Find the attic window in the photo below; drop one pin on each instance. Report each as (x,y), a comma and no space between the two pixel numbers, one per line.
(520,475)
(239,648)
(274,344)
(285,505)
┄┄┄┄┄┄┄┄┄┄┄┄┄┄┄┄┄┄┄┄
## AIM
Rewrite all of the lines above, requests included, scaling every pixel coordinate in the answers by 1.25 and rounding to whole numbers, with halves rounded up.

## RESPONSE TO THIS TASK
Find the attic window in the photo below; drop one pin on each instance. Report each as (x,y), a comma and no space between the two pixel numbers, one per line.
(650,594)
(299,810)
(343,430)
(356,631)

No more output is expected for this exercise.